PROBLEM REQUIREMENTS
Take the line with "patio in this photo." as the first line and the last line of the data as the final one. Write out those lines exactly, and no others.
---- DATA
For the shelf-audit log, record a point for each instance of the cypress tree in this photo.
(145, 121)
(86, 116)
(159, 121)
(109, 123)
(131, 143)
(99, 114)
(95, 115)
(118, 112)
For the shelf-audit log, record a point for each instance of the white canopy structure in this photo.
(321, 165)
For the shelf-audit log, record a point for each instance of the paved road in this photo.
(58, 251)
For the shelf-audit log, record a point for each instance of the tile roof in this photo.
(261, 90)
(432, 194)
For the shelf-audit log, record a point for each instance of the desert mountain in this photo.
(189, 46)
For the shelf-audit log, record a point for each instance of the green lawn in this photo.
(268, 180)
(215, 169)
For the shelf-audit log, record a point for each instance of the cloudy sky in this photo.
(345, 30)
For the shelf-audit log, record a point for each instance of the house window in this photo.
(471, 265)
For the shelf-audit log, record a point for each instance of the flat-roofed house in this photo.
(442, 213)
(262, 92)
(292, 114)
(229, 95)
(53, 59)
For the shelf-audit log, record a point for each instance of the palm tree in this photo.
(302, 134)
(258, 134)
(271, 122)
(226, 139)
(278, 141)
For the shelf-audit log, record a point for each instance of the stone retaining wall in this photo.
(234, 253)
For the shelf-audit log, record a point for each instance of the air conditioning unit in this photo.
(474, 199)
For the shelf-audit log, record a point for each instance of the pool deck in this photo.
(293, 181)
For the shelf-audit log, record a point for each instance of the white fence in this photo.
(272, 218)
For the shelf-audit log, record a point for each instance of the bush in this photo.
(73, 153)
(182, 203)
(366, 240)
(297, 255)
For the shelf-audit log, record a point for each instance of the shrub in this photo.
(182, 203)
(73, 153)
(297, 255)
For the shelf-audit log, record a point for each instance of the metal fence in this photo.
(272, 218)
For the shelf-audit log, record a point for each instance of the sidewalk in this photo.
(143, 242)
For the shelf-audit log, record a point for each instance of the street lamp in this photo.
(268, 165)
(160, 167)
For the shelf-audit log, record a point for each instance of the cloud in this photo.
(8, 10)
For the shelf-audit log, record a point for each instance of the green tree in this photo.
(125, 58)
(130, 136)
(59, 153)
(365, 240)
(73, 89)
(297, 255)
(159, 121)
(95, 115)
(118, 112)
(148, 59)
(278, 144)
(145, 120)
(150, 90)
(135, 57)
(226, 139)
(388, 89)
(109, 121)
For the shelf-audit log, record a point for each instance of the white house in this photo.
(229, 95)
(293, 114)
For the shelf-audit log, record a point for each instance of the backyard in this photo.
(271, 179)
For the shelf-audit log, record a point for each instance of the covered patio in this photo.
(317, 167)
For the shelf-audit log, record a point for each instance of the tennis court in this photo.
--------
WRITTEN RESPONSE
For the shelf-audit log, record a point for each instance of the covered patio in this photo.
(317, 167)
For the shelf-audit log, record a point for each instance of the tennis court in this photo.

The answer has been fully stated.